__Required action__: Using the data below, please return every line exactly as given.
++++++
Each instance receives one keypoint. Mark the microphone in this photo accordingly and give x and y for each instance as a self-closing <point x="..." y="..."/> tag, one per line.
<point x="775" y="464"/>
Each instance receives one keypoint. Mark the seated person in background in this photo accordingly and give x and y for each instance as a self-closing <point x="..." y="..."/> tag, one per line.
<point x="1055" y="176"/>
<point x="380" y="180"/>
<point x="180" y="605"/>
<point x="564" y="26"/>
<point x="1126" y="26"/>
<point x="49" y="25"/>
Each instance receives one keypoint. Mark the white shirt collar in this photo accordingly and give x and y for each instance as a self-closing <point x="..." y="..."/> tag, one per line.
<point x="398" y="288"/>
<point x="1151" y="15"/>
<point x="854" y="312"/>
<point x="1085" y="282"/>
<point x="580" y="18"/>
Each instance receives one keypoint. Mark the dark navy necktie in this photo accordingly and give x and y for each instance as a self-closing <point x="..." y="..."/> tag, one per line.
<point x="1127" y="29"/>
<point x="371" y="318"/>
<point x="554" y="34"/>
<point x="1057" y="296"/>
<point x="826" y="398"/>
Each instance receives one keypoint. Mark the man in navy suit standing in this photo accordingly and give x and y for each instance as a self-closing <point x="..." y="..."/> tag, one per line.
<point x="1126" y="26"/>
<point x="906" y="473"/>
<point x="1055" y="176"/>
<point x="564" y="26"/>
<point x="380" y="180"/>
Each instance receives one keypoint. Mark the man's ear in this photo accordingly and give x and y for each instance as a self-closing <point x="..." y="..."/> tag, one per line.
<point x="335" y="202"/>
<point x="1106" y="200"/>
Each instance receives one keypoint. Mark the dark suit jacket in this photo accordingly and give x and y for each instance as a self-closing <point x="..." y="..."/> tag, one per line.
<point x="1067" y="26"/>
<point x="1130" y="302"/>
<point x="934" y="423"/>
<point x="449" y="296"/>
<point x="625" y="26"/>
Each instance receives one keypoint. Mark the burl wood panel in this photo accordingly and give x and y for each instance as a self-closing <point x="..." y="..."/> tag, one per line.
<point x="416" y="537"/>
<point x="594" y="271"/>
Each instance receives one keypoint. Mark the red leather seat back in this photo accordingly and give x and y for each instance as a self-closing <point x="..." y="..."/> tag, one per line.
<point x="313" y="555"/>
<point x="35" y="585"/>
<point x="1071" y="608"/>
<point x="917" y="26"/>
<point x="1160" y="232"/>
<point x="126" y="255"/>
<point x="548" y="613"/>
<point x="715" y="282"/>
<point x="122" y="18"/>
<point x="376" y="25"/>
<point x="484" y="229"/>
++++++
__Result of the task__:
Each instance receives one keypoint. Mark the microphone in this photo accordingly and give x and y for each instance as a self-closing <point x="..." y="..."/> tag, one per line.
<point x="775" y="464"/>
Each instance receives one keypoint. Mark the seated person in background in this photo accordingly and give x and y for each instance as a self-closing <point x="..." y="..."/> tag, one per line.
<point x="1055" y="176"/>
<point x="380" y="180"/>
<point x="180" y="605"/>
<point x="564" y="26"/>
<point x="1126" y="26"/>
<point x="49" y="25"/>
Each instance receives one keypoint. Mark the white shirt collar in this photo accordingly and give x and y for each instance as a self-closing <point x="..." y="..."/> tag, one per line.
<point x="398" y="288"/>
<point x="1151" y="15"/>
<point x="854" y="312"/>
<point x="1085" y="282"/>
<point x="580" y="18"/>
Each instance receives one keypoint. Mark the dark navy necktie in this photo accordingly and give x and y for each instance as a self-closing <point x="..." y="..."/> tag, one per line.
<point x="1127" y="29"/>
<point x="371" y="318"/>
<point x="554" y="34"/>
<point x="1057" y="296"/>
<point x="826" y="398"/>
Each instance receives one keypoint. Mark the man in navy suit standing in this photo accordingly and give x and y for each instance as a self-closing <point x="..." y="..."/> tag, one per line.
<point x="1126" y="26"/>
<point x="906" y="473"/>
<point x="1055" y="176"/>
<point x="564" y="26"/>
<point x="380" y="180"/>
Each instance receives one keypoint. Mark the man's ear in this photo accordingly and give x and y for each instance as a self-closing <point x="..." y="..."/> tag, one per line.
<point x="335" y="202"/>
<point x="1106" y="200"/>
Each instance receives one keypoint. Mark the dark suit jacket in this photo accordingly and give x and y for each instance as a self-closing <point x="..." y="..."/> tag, one per line.
<point x="1067" y="26"/>
<point x="1130" y="302"/>
<point x="934" y="423"/>
<point x="449" y="296"/>
<point x="625" y="26"/>
Each instance receives one keypoint. Mark the burl wood panel in this photo accordingly and give x and y for each instance as a self-closing <point x="..." y="..."/> tag, one per line.
<point x="416" y="537"/>
<point x="594" y="271"/>
Each instance receives one keypoint. Mark the red leather seat back in this photo accordingly and give x and y for each instance as a self-closing <point x="..." y="..."/> tag, one per line.
<point x="313" y="555"/>
<point x="35" y="585"/>
<point x="1071" y="608"/>
<point x="917" y="26"/>
<point x="1160" y="232"/>
<point x="126" y="255"/>
<point x="548" y="613"/>
<point x="715" y="282"/>
<point x="122" y="18"/>
<point x="376" y="25"/>
<point x="484" y="229"/>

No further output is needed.